ZIEL DER ÜBUNG: Um wie viele Prozentpunkte hat die Fed laut dem Text zur US-Notenbank ihren Leitzins zuletzt erhöht, und welchen Stand hat er damit erreicht?

BEREITGESTELLTER AUSZUG:

□ □ □

Trotz harter Zins-Rhetorik hat die US-Notenbank immer auch ein Auge auf die Konjunktur
Nach zuletzt deutlichen Anhebungen um 0,75 erhöhte die Fed ihren Leitzins zuletzt erwartungsgemäß nur noch um 0,5 Prozentpunkte auf jetzt 4,5 Prozent. Für Wasser in den süßen Wein sorgen allerdings ihre Leitzinsprojektionen („Dot Plot“), die für 2023 nun von weiteren Zinssteigerungen um ungefähr 75 Basispunkte anstatt bisher nur von 25 ausgehen. Für 2024 rechnet die Fed mit Zinssenkungen um insgesamt 100 nach zuvor 75 Basispunkten.
Unter dem Strich würde demnach der Leitzinsgipfel bei ca. 5,1 Prozent liegen und längere Zeit auf diesem Niveau verharren. Fed-Chef Powell meinte, man dürfe zur nachhaltigen Herstellung der Preisstabilität nicht zu früh die Wende der Zinswende ausrufen. Schließlich befände sich die US-Kerninflation nach wie vor auf dem höchsten Niveau seit 1982 und verringere sich nur langsam.
Tatsächlich, laut Inflationsprognose der Fed (2022: 5,6 statt 5,4 Prozent; 2023: 3,1 statt 2,8 Prozent; 2024: 2,5 statt 2,3 Prozent) kommt ihr offizielles Inflationsziel theoretisch erst frühestens 2024 in Sichtweite und soll erst 2025 mit 2,1 Prozent nahezu erreicht werden.
Praktisch jedoch schleifen die historisch rasanten US-Zinserhöhungen gemäß Citigroup Inflation Surprise Index - er misst die Abweichung der tatsächlichen Inflation von den Analystenschätzungen - den Preisdruck bereits jetzt stark ab. Und laut Fed-Chef Powell werde die volle Wucht der Zins-Restriktionen erst in den kommenden Monaten zum Tragen kommen.

□ □ □

[Einträge zur Beschriftung von Regionen]
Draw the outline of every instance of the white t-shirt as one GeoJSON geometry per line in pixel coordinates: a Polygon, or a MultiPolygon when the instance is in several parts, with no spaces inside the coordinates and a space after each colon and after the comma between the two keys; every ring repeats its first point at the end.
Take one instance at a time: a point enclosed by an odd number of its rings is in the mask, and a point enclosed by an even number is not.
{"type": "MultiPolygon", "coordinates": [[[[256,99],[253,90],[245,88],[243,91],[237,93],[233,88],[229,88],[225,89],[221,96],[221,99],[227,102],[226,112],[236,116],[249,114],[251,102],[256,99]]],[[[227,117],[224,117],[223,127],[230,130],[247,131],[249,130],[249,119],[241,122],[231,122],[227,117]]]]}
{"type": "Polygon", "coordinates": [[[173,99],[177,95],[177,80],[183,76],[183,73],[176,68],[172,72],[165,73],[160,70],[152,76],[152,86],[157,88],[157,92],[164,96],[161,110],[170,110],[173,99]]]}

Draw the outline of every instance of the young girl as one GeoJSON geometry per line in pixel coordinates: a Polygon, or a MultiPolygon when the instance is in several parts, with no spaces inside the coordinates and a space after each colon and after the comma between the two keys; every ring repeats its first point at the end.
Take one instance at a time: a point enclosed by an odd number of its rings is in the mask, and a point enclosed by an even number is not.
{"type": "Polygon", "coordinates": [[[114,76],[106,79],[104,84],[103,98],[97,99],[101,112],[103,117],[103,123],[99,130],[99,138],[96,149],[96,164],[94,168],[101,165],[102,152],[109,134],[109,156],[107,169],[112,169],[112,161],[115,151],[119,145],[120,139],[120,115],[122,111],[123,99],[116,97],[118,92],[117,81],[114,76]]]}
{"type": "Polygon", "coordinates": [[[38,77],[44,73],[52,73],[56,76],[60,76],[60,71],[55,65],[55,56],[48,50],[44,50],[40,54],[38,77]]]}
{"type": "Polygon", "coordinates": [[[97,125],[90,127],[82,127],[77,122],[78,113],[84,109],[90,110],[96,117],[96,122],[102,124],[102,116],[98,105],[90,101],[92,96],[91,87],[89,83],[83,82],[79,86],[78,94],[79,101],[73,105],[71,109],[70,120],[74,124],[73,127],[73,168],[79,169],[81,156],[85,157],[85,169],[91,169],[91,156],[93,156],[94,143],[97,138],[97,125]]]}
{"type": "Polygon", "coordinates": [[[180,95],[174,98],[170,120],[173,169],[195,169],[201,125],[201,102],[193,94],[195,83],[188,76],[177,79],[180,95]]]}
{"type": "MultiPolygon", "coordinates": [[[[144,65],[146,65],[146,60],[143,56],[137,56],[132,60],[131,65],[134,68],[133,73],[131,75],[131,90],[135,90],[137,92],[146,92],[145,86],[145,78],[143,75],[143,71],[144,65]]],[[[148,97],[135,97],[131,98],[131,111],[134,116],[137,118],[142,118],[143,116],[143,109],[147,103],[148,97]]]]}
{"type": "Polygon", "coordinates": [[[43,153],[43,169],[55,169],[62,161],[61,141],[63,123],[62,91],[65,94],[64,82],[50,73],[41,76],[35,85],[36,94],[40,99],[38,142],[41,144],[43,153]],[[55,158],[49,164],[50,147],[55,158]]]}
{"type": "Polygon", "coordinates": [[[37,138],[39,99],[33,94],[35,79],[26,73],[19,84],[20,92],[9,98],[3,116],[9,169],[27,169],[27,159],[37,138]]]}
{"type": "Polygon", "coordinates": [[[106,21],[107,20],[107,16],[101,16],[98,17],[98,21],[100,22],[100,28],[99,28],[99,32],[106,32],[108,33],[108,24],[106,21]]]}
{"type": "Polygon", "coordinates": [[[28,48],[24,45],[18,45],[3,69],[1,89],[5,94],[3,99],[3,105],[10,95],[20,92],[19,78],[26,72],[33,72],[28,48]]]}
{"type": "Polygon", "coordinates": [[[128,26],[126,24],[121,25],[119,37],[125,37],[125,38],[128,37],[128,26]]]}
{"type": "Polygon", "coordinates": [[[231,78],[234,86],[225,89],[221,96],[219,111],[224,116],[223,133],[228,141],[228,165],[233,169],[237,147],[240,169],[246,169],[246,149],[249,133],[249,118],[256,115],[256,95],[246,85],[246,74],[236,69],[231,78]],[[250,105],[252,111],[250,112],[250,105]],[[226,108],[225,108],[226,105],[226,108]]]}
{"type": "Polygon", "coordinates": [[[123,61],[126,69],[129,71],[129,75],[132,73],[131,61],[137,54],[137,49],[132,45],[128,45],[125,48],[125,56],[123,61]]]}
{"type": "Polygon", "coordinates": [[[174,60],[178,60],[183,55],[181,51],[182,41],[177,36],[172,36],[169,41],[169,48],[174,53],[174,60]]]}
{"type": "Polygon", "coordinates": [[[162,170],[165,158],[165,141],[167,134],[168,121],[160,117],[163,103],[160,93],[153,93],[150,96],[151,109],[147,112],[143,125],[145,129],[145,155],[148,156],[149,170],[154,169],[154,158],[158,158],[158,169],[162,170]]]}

□ □ □

ERGEBNIS DER ÜBUNG: Die Fed hat ihren Leitzins um 0,5 Prozentpunkte auf 4,5 Prozent erhöht.